## Instructions for the task
Your task is to reproduce exactly the lines that run from the beginning of the data through the line where "pixel 664 51" appears.

Natural language region descriptions:
▶

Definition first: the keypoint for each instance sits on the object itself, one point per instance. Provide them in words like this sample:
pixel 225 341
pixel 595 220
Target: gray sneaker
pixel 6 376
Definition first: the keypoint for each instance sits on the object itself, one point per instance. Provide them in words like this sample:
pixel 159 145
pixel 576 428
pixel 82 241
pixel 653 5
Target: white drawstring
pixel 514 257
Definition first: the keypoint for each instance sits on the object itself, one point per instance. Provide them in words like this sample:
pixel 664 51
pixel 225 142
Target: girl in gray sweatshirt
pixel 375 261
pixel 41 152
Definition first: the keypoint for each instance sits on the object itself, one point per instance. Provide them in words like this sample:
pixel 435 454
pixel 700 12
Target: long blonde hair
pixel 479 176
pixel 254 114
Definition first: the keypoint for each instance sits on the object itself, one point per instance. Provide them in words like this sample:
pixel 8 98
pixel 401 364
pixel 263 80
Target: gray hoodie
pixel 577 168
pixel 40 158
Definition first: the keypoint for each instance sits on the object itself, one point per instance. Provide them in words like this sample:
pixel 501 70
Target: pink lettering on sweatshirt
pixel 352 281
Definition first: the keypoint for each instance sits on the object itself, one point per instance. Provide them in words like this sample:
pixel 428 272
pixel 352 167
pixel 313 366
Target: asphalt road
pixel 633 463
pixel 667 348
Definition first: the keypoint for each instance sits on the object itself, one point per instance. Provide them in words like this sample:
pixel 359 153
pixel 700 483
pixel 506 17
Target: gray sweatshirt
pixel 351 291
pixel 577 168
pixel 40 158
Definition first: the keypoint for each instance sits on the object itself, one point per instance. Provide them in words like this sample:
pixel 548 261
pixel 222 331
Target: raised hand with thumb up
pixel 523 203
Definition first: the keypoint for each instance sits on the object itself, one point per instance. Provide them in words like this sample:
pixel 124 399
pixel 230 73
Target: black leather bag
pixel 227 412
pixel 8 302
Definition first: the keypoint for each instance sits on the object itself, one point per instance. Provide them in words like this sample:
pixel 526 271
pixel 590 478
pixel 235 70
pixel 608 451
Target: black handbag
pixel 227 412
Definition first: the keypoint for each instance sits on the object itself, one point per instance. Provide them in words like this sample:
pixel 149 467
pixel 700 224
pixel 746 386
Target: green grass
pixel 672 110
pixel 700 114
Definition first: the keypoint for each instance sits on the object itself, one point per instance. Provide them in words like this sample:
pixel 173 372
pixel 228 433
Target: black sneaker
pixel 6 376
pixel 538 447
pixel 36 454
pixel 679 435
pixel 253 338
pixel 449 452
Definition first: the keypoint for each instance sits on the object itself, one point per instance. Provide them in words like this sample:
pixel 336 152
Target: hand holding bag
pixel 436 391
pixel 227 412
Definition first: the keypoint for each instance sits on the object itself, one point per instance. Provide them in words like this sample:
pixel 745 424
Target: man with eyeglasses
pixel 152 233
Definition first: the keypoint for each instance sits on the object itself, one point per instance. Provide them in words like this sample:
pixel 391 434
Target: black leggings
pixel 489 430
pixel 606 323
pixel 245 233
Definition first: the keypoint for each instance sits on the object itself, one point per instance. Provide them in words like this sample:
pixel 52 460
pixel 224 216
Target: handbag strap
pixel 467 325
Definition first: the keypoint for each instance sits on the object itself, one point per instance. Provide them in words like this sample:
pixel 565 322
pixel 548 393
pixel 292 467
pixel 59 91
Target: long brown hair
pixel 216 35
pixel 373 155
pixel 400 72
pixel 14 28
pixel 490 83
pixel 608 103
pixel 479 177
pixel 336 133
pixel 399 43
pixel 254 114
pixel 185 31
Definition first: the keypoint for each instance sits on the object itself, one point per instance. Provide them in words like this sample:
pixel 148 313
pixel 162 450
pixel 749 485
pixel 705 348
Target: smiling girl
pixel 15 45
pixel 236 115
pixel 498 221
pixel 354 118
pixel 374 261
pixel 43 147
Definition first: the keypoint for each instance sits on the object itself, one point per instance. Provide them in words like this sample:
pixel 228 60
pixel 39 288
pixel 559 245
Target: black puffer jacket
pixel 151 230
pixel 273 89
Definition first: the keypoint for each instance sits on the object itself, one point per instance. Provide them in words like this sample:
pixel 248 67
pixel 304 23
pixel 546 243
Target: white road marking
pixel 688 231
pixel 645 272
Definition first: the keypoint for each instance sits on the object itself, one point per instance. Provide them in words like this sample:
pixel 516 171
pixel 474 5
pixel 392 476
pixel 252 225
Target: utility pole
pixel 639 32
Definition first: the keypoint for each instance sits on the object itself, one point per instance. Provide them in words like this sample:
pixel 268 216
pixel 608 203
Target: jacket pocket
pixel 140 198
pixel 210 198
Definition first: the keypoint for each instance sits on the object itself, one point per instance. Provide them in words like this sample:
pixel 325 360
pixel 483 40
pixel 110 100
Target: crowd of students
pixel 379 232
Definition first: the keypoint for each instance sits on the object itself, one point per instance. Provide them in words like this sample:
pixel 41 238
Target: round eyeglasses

◀

## Exercise response
Definition first: the keypoint for each instance sits on the object itself, one point per instance. Provide them in words like this sample:
pixel 225 341
pixel 595 220
Target: gray sneaker
pixel 6 376
Definition first: the keypoint for each instance sits on the object itself, one point per instance. Provide them in words like this sample:
pixel 159 145
pixel 576 428
pixel 82 241
pixel 653 5
Target: white drawstring
pixel 514 257
Definition first: the keypoint for each instance sits on the object itself, one point per instance. Provide them in words like this sample:
pixel 664 51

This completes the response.